A verbatim transcript of the data that follows, free of images, is the expected result.

----- DATASET ENTRIES -----

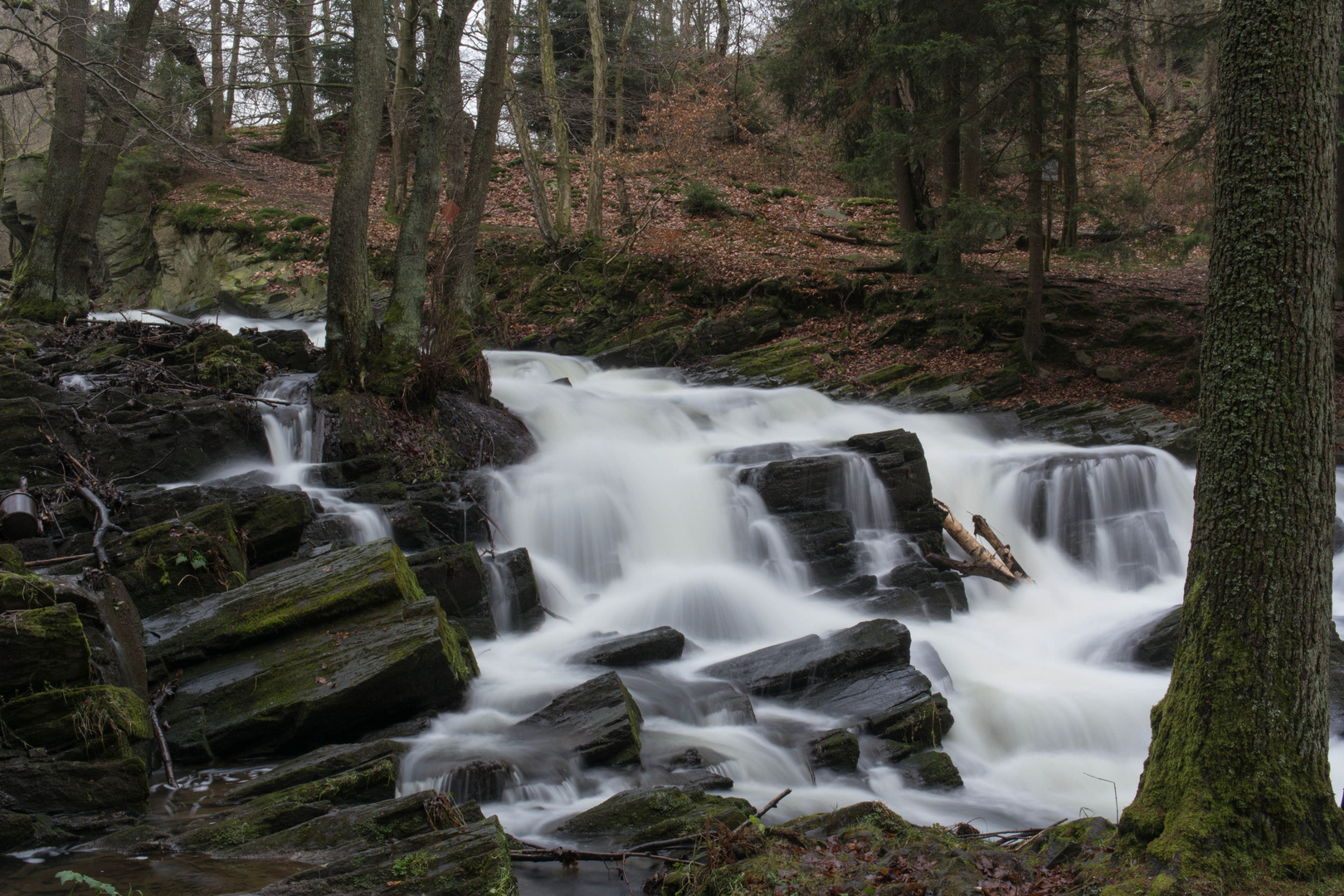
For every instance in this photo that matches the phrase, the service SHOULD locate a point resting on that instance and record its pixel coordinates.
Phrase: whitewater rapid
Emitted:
(631, 525)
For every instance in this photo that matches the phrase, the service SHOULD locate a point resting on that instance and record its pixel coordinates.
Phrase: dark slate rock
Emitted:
(324, 762)
(835, 750)
(598, 719)
(824, 540)
(655, 645)
(647, 815)
(520, 598)
(800, 485)
(754, 455)
(930, 770)
(455, 578)
(797, 664)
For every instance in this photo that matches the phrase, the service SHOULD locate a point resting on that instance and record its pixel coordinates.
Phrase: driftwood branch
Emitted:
(156, 702)
(984, 563)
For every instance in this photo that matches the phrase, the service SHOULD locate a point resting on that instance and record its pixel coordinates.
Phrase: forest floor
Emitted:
(1129, 309)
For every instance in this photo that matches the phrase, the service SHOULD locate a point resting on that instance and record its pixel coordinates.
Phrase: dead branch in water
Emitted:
(997, 564)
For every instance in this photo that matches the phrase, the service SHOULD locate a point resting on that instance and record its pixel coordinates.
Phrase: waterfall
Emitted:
(637, 512)
(295, 445)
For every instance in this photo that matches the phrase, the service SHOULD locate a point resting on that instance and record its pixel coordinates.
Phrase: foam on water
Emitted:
(632, 525)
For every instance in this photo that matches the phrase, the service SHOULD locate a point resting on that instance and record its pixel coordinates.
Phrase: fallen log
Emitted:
(997, 564)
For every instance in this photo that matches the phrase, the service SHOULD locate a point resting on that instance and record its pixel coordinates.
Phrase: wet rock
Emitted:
(869, 815)
(1092, 423)
(466, 861)
(324, 762)
(824, 540)
(754, 455)
(56, 786)
(930, 770)
(99, 722)
(645, 815)
(455, 578)
(702, 779)
(836, 750)
(177, 561)
(795, 665)
(655, 645)
(43, 648)
(329, 683)
(319, 592)
(800, 485)
(518, 592)
(1159, 640)
(598, 719)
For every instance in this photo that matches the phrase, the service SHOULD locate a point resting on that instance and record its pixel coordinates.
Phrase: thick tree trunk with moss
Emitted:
(348, 314)
(559, 132)
(300, 139)
(460, 269)
(1238, 768)
(35, 278)
(401, 331)
(593, 227)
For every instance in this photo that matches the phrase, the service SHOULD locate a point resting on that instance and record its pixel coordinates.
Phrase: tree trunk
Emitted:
(399, 104)
(218, 128)
(1238, 767)
(35, 277)
(268, 50)
(949, 256)
(348, 314)
(1032, 319)
(593, 227)
(622, 195)
(559, 132)
(1069, 162)
(721, 41)
(300, 137)
(110, 140)
(460, 270)
(233, 62)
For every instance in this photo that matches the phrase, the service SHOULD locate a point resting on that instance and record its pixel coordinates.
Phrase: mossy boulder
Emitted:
(180, 559)
(930, 770)
(327, 683)
(319, 765)
(314, 592)
(645, 815)
(56, 786)
(598, 719)
(43, 648)
(100, 722)
(470, 860)
(795, 665)
(24, 592)
(836, 750)
(455, 577)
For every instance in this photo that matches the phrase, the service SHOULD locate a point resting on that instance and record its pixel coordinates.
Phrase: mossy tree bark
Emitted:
(1238, 767)
(460, 269)
(35, 281)
(593, 226)
(401, 331)
(300, 137)
(559, 132)
(348, 314)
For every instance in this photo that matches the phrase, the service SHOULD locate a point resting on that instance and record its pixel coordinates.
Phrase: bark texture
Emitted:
(1238, 766)
(348, 314)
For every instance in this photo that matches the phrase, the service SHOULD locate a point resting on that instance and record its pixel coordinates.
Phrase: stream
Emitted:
(632, 523)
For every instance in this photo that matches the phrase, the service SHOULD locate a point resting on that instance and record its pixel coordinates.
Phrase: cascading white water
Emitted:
(632, 525)
(290, 434)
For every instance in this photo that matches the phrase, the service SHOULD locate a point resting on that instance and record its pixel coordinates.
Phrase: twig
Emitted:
(43, 563)
(155, 703)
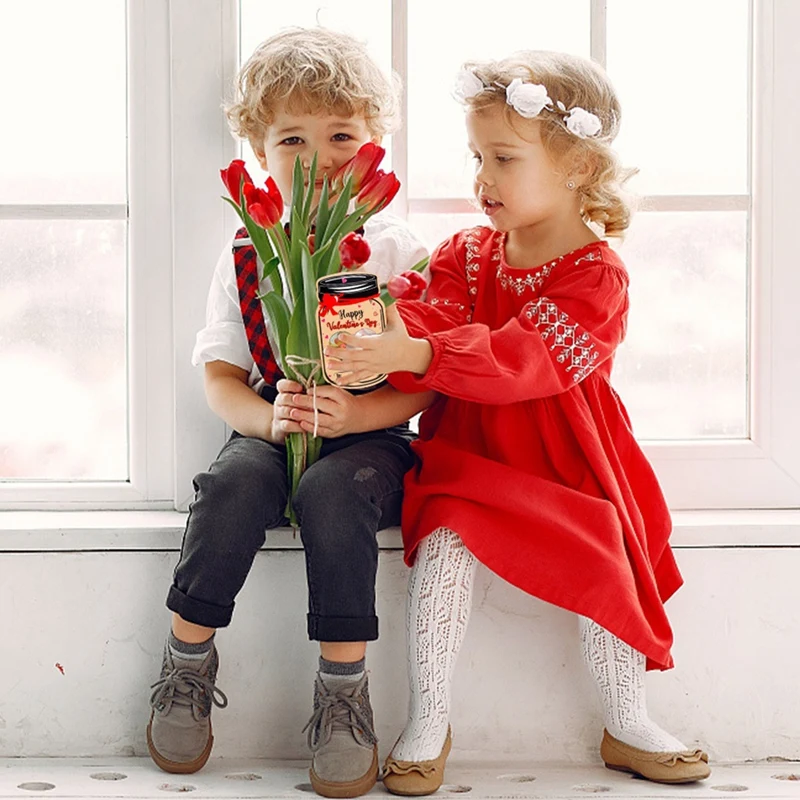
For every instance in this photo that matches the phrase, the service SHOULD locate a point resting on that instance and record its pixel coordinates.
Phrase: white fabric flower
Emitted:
(583, 123)
(527, 99)
(467, 85)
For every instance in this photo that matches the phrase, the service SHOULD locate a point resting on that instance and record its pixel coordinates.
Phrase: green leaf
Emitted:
(323, 214)
(339, 212)
(312, 177)
(311, 307)
(297, 343)
(278, 316)
(298, 187)
(270, 267)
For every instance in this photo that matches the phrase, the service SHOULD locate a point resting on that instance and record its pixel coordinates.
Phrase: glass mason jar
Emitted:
(349, 302)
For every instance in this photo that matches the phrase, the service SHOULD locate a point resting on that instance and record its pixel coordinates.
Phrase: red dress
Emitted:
(528, 453)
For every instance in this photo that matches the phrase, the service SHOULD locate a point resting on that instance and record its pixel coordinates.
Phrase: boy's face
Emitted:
(334, 138)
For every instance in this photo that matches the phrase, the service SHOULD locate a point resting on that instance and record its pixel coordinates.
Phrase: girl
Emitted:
(527, 461)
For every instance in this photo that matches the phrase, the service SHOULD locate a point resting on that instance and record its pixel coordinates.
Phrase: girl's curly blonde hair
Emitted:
(311, 70)
(573, 81)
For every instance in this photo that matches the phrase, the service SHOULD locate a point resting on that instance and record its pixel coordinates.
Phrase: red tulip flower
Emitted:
(379, 192)
(354, 251)
(265, 207)
(362, 166)
(418, 283)
(232, 178)
(406, 286)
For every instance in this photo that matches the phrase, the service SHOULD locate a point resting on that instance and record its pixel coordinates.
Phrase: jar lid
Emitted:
(349, 284)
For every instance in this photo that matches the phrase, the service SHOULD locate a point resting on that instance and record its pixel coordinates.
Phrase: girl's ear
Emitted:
(581, 165)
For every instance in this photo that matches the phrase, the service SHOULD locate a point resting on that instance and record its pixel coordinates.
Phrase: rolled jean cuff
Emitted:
(206, 614)
(342, 629)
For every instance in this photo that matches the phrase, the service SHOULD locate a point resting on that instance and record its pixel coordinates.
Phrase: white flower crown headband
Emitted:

-----

OUTPUT
For every instance in this photo that matches the phrase, the service SHOULD locate a point resting on that instance and record its pixel coordinates.
Phrase: whitewater rapid
Emitted:
(631, 525)
For every instance in this photo that matches the phrase, the service SHOULD locate a point resting on that instance and record its pixel coordinates.
Phrase: dark slate rock
Emitted:
(324, 762)
(835, 750)
(598, 719)
(824, 540)
(655, 645)
(647, 815)
(520, 598)
(800, 485)
(754, 455)
(930, 770)
(455, 578)
(797, 664)
For every instance in this photo that matches the phrase, the service SHOULD locate a point resting on that instance and record its pixel coordinates.
Phrase: driftwood branch
Emitted:
(156, 702)
(984, 563)
For every instance in this photo that matches the phrase, the service SHOULD locate a point resting on that instance and record its pixel coordinates.
Phrase: forest floor
Emitted:
(1129, 309)
For every instance in this photo that matches the phrase, the service SHOULD locate a point resting on that instance and record its pixel coordinates.
Phrase: dead branch in water
Emitted:
(997, 564)
For every instance in this photo that matches the phrase, the service SHOULD locate a point resting on that instance and record its pixel coordinates.
Phrase: waterfall
Emitted:
(637, 512)
(295, 445)
For every instance in this photo that matches the phrase, the service SHOULD locate a point resting on that instance and record its pixel coordinates.
Phrase: foam on water
Emitted:
(632, 525)
For every instance in this photo that matches the phrase, the service SHOULD locate a point resting on that instance and record its pixel coordinates.
Phrase: fallen log
Emitted:
(997, 564)
For every instance in this photo that matches the phrase, the service SHOULD locate a point resting on that instance and record its pixel coordinates.
Phrase: wet rock
Emitted:
(869, 815)
(1092, 423)
(466, 861)
(324, 762)
(824, 540)
(754, 455)
(56, 786)
(930, 770)
(99, 722)
(645, 815)
(455, 578)
(702, 779)
(836, 750)
(177, 561)
(795, 665)
(655, 645)
(43, 648)
(329, 683)
(319, 592)
(800, 485)
(518, 592)
(1159, 640)
(598, 719)
For every instance in this photo that matches the phrase, the service SHOULD locate a point resting on that instance and record its pixel coordinates.
Phrase: thick tree trunk with moss
Emitted:
(348, 314)
(559, 132)
(300, 139)
(460, 269)
(1238, 768)
(35, 278)
(401, 331)
(593, 227)
For every instance in this photo that matches the phrase, the service SHOULD locate a point resting on that instance and record its pixel coordinates.
Phrase: tree trunk
Emitted:
(399, 104)
(218, 128)
(1238, 767)
(35, 277)
(268, 50)
(949, 256)
(348, 314)
(1032, 319)
(593, 227)
(622, 195)
(559, 132)
(1069, 162)
(721, 41)
(300, 137)
(110, 140)
(460, 270)
(233, 62)
For every instance in this photo that matches the phrase, the service SHOULD locate a point resting on that instance and record its pixel coordinates.
Phrase: mossy boulder
Emitted:
(180, 559)
(930, 770)
(327, 683)
(319, 765)
(314, 592)
(645, 815)
(56, 786)
(598, 719)
(43, 648)
(100, 722)
(470, 860)
(795, 665)
(24, 592)
(836, 750)
(455, 577)
For every instance in this photo that matches the phrase, the service SHOULD locate a point resting on that instance and record its pixel coordinates.
Phrase: mossy tree bark
Emitted:
(1238, 767)
(460, 269)
(35, 281)
(593, 226)
(401, 331)
(300, 137)
(559, 132)
(348, 314)
For every instance in this photo that matches the phrase, the service SHOULD locate a point resting on that instance and record its pixel coordinates.
Phrase: bark texture
Emitted:
(1238, 766)
(348, 314)
For every instance in this photo that matches the phrase, the service SHOULD locate a point resting on that instance and record its pixel coordinates.
Phrase: stream
Emitted:
(632, 523)
For every instance in this photo that matches the phrase, the service SHOULD locate a point resting on that instance and record its pixel coordinates.
Phrase: cascading white water
Emitted:
(632, 525)
(290, 434)
For every instance in this photo that matches the phrase, the service SHOULD locate a point resting on that instance and record its pixel coordinates.
Phrase: twig
Emitted:
(43, 563)
(155, 703)
For every instance in this photo that matches the phrase, the service SHOULD locate a point resting on that instance and record its pixel coordinates.
Phrase: white fabric flower
Emitted:
(583, 123)
(527, 99)
(467, 85)
For every instance in this photo that matches the phrase, the service SHOULD locate a point resting on that instance and record its pixel coordinates.
Phrase: green leaf
Emitted:
(323, 214)
(339, 212)
(312, 177)
(311, 307)
(297, 343)
(278, 316)
(298, 187)
(270, 267)
For every instance in this photo that matches the phrase, the service SHOULD locate a point resting on that instance and record its pixel coordinates.
Phrase: glass mason jar
Emitted:
(349, 302)
For every instance in this photo that matches the phrase, the service SHOULD locate a point resting on that instance and record its pixel coordinates.
Phrase: red dress
Emitted:
(528, 453)
For every instance in this photo that matches the phrase, the service SHOULD locate a point resting on that instance and record its pixel coordinates.
Phrase: boy's face
Emitted:
(334, 138)
For every instance in this photo that matches the phrase, the service SHOULD locate a point resting on that instance and record its pixel coordinates.
Phrase: girl
Emitted:
(527, 461)
For every instance in this photo that matches the phrase, the service SHOULD locate a point resting on that instance and record its pixel coordinates.
Phrase: girl's curly blonde hair
Emitted:
(311, 70)
(573, 81)
For every instance in this photo that matches the phrase, the service SHOULD locate a point resting on that instance and record its pixel coordinates.
Phrase: red tulip flower
Emitted:
(379, 192)
(354, 251)
(265, 207)
(362, 166)
(418, 283)
(232, 178)
(406, 286)
For every instance in this photo that matches the phrase, the service SHOULD locate a point resting on that instance and record its pixel coordinates.
Phrase: jar lid
Emitted:
(349, 284)
For every instance in this photo that matches the phrase, the service SHOULD locate a point resting on that instance and record its pixel coordinates.
Phrase: girl's ear
Emitted:
(581, 165)
For every instance in this photo that matches the phrase, the service SHOULD locate a point resting on that instance and record its pixel coordinates.
Phrase: rolled jean cuff
Emitted:
(206, 614)
(342, 629)
For every instance in this photo that matches the phrase, the service SHOULD locate a point resting on that instance and record its pixel coordinates.
Phrase: white flower crown headband
Emitted:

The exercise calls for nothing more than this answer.